* [Problem to work on] All lines from the one containing "The component shall point out each instance of the man's nose" through the end of the data below must be reproduced exactly, and no others.

* [Provided data]
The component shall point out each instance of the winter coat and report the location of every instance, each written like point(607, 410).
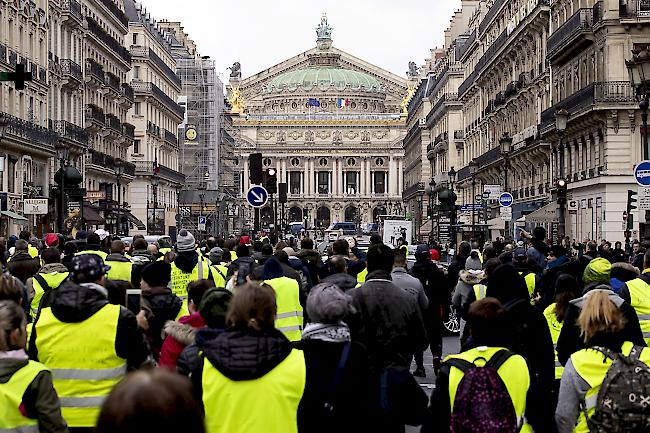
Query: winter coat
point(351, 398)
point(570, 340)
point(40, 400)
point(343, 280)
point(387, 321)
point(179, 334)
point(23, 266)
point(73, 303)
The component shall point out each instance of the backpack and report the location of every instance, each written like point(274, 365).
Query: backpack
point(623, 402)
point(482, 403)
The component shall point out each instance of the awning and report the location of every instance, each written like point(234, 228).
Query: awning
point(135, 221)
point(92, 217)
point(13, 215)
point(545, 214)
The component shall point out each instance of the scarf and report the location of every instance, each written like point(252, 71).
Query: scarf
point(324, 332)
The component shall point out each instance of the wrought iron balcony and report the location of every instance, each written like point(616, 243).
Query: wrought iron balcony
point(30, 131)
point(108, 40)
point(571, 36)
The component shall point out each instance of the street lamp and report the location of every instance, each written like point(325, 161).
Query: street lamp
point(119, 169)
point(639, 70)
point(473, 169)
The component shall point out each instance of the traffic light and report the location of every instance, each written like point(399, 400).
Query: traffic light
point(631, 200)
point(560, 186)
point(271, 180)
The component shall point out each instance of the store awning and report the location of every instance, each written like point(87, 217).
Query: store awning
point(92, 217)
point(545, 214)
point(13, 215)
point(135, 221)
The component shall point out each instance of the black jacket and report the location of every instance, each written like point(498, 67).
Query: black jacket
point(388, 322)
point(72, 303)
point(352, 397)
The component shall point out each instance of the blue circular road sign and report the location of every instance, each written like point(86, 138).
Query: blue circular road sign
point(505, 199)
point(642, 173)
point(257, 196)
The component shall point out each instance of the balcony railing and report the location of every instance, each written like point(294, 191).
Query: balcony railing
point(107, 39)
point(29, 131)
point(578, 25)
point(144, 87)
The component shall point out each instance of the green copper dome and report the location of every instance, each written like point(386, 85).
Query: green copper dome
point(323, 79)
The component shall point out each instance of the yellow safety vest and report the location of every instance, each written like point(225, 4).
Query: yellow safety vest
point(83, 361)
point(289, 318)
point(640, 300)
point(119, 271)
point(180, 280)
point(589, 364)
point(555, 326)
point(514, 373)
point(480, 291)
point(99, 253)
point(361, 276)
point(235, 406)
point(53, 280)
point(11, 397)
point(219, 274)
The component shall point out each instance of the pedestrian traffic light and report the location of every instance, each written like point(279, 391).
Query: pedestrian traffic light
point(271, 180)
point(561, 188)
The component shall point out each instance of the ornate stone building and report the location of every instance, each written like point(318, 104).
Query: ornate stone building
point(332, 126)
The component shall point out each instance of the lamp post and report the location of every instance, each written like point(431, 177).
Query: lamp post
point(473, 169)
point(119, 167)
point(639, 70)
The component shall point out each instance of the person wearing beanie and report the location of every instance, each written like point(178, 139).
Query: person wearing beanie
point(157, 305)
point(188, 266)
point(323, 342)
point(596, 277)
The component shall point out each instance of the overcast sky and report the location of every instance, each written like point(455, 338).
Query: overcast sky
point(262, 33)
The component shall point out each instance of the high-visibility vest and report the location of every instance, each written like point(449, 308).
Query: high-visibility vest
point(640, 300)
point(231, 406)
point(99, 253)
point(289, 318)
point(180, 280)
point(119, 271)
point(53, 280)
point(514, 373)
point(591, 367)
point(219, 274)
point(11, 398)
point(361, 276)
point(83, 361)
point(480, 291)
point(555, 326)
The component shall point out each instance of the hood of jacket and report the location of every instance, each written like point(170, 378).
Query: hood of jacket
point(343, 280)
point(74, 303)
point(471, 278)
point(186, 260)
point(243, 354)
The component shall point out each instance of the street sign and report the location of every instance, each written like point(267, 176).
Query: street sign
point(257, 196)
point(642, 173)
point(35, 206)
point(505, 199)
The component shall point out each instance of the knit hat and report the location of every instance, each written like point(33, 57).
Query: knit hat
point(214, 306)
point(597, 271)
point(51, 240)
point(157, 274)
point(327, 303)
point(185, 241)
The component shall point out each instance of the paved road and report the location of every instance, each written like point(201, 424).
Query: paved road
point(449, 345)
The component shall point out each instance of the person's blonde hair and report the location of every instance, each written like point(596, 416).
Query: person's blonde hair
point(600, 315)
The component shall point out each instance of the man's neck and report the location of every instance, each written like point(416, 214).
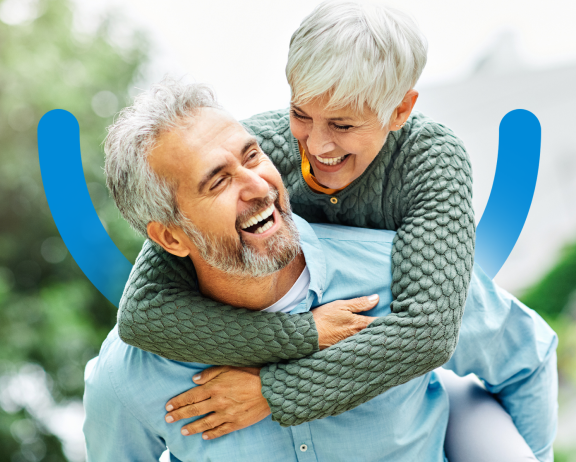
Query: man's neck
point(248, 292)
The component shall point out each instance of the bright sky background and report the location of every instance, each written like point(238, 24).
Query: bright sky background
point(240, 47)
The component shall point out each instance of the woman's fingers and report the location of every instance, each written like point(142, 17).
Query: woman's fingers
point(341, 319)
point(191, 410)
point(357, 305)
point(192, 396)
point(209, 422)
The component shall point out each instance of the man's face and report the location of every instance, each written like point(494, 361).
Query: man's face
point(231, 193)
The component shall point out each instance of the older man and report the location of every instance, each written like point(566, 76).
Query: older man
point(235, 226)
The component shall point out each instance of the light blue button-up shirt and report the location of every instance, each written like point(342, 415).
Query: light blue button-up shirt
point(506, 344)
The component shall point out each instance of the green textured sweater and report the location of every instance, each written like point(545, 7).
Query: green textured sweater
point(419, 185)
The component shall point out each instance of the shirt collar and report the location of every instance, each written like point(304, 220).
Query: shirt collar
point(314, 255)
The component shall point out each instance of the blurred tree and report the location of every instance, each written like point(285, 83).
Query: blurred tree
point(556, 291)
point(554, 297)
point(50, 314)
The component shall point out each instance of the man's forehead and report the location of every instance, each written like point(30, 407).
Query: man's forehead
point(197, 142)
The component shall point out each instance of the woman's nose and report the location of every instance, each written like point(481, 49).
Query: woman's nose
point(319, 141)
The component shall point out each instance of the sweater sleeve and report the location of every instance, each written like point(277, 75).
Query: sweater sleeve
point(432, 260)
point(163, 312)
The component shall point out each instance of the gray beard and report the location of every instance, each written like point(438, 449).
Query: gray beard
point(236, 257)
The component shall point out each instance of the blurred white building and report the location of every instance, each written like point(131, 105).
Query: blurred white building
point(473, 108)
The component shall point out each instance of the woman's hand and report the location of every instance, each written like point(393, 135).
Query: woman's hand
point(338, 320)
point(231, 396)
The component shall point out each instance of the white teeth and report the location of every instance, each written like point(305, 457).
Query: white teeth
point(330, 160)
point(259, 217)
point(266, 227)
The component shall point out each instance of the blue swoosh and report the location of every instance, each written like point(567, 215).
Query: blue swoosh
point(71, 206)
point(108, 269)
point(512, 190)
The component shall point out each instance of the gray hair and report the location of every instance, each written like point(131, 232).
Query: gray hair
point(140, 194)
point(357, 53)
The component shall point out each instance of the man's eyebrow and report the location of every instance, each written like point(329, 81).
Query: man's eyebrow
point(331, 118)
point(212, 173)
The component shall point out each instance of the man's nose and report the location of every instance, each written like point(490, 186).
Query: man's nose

* [Response]
The component shall point out each instance of the man's nose and report the location of every instance, each written like point(490, 186).
Query: man's nose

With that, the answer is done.